EXERCISE PASSAGE: Begin

Ignore ANOVA Within = paired-sample t-tests Bonferroni corrected within each group (so 6 tests per family)

Ignore ANOVA Between = Welch t-tests Bonferroni corrected within in time point (correction was .05/4)

This is the reason for Cohen suggest there are issues when following up in a non-conservative way when you violate HOCV. In the wild no one does this in practice because usually the whole point of the study. But what happens to your power?

Here is simulation (10k) where I had 88% power to detect the interaction. Below are the power numbers to detect a significant follow up from the significant interaction. Note I am showing the numbers only from the results which showed a significant interaction (so they should very high).

Approach Correction Violate HOCV + Sphericity
Univariate Within None 1
Univariate Within Tukey 1
Univariate Within Bonferroni 1
——————— ———— ————-
Multivariate Within None 1
Multivariate Within Tukey 1
Multivariate Within Bonferroni 1
——————— ———— ————-
Univariate Between None .960
Univariate Between Bonferroni .740
——————— ———— ————-
Multivariate Between None .958
Multivariate Between Bonferroni .730
——————— ———— ————-
Ignore ANOVA Within Bonferroni 1
Ignore ANOVA Between Bonferroni .700
——————— ———— ————-

So if the interaction is NOT a type I error, your power is harmed a little by using an more conservative approach.

EXERCISE PASSAGE: End

Using the passage on follow-up tests above, answer each question below.
(a) What correction value was applied to the Welch t-tests in the "Ignore ANOVA Between" approach?
(b) How many simulations were run, and what power did they have to detect the interaction?
(c) What power does the table give for the "Univariate Between" approach with Bonferroni correction?

DATA SHOWN: Begin

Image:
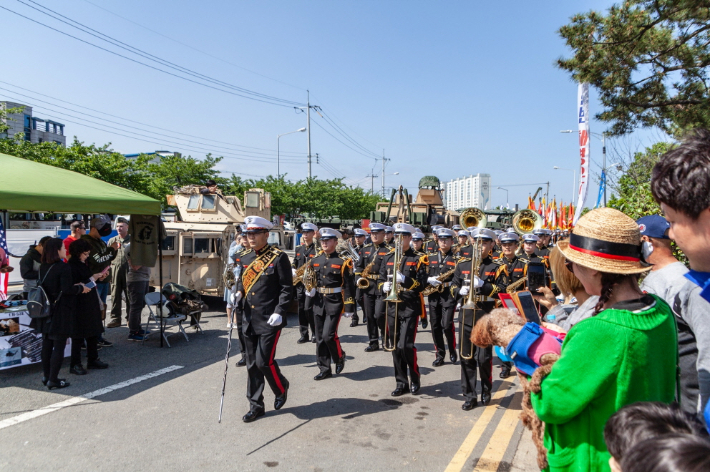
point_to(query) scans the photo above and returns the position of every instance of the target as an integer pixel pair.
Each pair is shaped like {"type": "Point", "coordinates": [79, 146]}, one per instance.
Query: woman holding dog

DATA SHOWN: End

- [RESPONSE AREA]:
(a) .05/4
(b) 10k simulations, with 88% power to detect the interaction
(c) .740